Transcribe the material below line by line, reproducing every character, space, and line break without alteration.
--- START OF Available records ---
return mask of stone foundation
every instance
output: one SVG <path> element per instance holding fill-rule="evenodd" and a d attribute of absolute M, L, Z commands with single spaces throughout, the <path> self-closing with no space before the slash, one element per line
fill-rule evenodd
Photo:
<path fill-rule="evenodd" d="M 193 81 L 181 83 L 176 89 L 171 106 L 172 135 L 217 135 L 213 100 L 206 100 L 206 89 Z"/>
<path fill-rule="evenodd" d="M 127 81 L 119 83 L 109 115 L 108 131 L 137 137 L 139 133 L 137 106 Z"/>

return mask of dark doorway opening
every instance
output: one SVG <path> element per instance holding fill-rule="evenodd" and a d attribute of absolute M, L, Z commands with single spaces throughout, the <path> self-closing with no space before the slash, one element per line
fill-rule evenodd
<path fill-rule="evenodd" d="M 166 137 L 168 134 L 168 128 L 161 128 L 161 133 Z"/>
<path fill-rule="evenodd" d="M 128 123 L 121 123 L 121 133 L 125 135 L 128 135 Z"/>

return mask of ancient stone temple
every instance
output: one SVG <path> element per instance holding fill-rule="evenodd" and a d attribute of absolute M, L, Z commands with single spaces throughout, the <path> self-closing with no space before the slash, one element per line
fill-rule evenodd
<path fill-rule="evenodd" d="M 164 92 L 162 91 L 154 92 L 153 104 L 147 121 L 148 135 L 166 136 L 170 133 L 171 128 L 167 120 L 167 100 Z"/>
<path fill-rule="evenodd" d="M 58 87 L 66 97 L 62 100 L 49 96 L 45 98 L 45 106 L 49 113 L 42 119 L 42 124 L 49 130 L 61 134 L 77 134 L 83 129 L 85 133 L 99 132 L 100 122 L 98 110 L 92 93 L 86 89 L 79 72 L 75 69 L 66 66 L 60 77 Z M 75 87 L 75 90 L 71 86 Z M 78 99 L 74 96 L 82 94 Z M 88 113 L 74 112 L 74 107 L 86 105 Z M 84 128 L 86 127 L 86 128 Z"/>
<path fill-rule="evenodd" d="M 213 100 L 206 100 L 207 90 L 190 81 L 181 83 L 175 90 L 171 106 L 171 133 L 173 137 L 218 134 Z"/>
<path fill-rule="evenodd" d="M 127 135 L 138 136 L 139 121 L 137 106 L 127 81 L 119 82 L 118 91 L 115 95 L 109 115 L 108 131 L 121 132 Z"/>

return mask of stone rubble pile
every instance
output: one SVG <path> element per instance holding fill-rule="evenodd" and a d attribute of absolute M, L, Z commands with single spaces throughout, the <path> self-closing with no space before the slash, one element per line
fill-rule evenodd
--- END OF Available records ---
> Worked answer
return mask of stone foundation
every instance
output: one SVG <path> element per instance holding fill-rule="evenodd" and a d attribute of absolute M, L, Z commands with single spaces throughout, the <path> self-closing with no space before the slash, one element per line
fill-rule evenodd
Photo:
<path fill-rule="evenodd" d="M 193 81 L 181 83 L 176 89 L 171 106 L 172 135 L 217 135 L 213 100 L 206 100 L 206 89 Z"/>
<path fill-rule="evenodd" d="M 127 81 L 119 83 L 109 115 L 108 131 L 137 137 L 139 133 L 137 106 Z"/>

return mask of dark doorway opening
every instance
output: one SVG <path> element per instance holding fill-rule="evenodd" and a d attribute of absolute M, L, Z commands with single spaces throughout, the <path> self-closing with no space before the slash, one element per line
fill-rule evenodd
<path fill-rule="evenodd" d="M 166 137 L 168 134 L 168 128 L 161 128 L 161 133 Z"/>
<path fill-rule="evenodd" d="M 128 123 L 121 123 L 121 133 L 125 135 L 128 135 Z"/>

return mask of ancient stone temple
every instance
output: one SVG <path> element per instance holding fill-rule="evenodd" and a d attribute of absolute M, L, Z commands with single spaces throughout, the <path> self-closing with no space before the slash, one element per line
fill-rule evenodd
<path fill-rule="evenodd" d="M 164 92 L 162 91 L 154 92 L 153 104 L 147 121 L 148 135 L 166 136 L 170 133 L 171 128 L 167 120 L 167 100 Z"/>
<path fill-rule="evenodd" d="M 58 87 L 66 97 L 62 100 L 49 96 L 45 98 L 45 106 L 49 113 L 42 119 L 42 124 L 49 130 L 61 134 L 77 134 L 83 129 L 85 133 L 99 132 L 100 122 L 98 110 L 92 93 L 86 89 L 79 72 L 75 69 L 66 66 L 60 77 Z M 75 87 L 75 90 L 71 86 Z M 78 99 L 74 96 L 82 94 Z M 88 113 L 74 112 L 74 107 L 86 105 Z M 84 128 L 86 127 L 86 128 Z"/>
<path fill-rule="evenodd" d="M 213 100 L 206 100 L 207 90 L 190 81 L 181 83 L 175 90 L 171 106 L 171 133 L 173 137 L 218 134 Z"/>
<path fill-rule="evenodd" d="M 127 135 L 138 136 L 139 121 L 137 106 L 127 81 L 119 82 L 118 91 L 115 95 L 109 115 L 108 131 L 121 132 Z"/>

return mask of stone rubble pile
every instance
output: one SVG <path> element per instance holding fill-rule="evenodd" and a d attribute of absolute M, L, Z commands with single spaces throughout, the <path> self-closing with no space before the slash, one element per line
fill-rule evenodd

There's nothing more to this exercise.